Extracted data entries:
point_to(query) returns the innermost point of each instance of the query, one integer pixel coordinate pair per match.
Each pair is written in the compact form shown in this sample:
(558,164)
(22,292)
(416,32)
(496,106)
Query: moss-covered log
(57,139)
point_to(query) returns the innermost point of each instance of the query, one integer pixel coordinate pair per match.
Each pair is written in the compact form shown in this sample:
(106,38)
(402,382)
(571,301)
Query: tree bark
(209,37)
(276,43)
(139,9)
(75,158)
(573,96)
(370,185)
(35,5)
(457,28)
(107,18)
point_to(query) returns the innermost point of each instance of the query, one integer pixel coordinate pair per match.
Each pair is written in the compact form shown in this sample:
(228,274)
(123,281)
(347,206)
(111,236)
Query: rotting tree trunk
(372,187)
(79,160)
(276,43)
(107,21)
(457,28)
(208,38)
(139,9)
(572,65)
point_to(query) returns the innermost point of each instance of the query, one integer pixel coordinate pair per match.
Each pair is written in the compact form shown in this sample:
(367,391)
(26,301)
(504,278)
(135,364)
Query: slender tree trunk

WHAT YOU HAVE TO DO - For every record above, print an exact copy.

SOLUTION FOR THIS TASK -
point_to(query) returns the innermost point of each instance of the query, one integer pixel coordinate pair per match.
Each pair is written in the compact form shown in this sample:
(558,164)
(22,292)
(416,32)
(496,106)
Query: moss-covered log
(57,139)
point_to(query) returns the innermost point of each instance of the query, one integer pixel coordinate pair per match.
Each pair is written in the compact form shown in this sample:
(106,38)
(402,382)
(571,301)
Query: tree bark
(209,37)
(276,43)
(139,9)
(75,158)
(573,96)
(370,185)
(35,5)
(457,28)
(107,18)
point_to(query) returns the innermost point of each instance of the query, one integer pixel coordinate pair per match.
Each pair is written in the compact form shown in this sample:
(228,274)
(123,281)
(347,206)
(111,236)
Query: rotting tree trunk
(372,187)
(79,160)
(276,43)
(107,21)
(457,28)
(208,38)
(139,9)
(572,65)
point_to(query) returns the innermost point of each instance of the query, one integer pixel coordinate pair per match.
Each pair is written in the compact form shown in this sample:
(367,391)
(26,301)
(504,278)
(135,364)
Query: slender tree trunk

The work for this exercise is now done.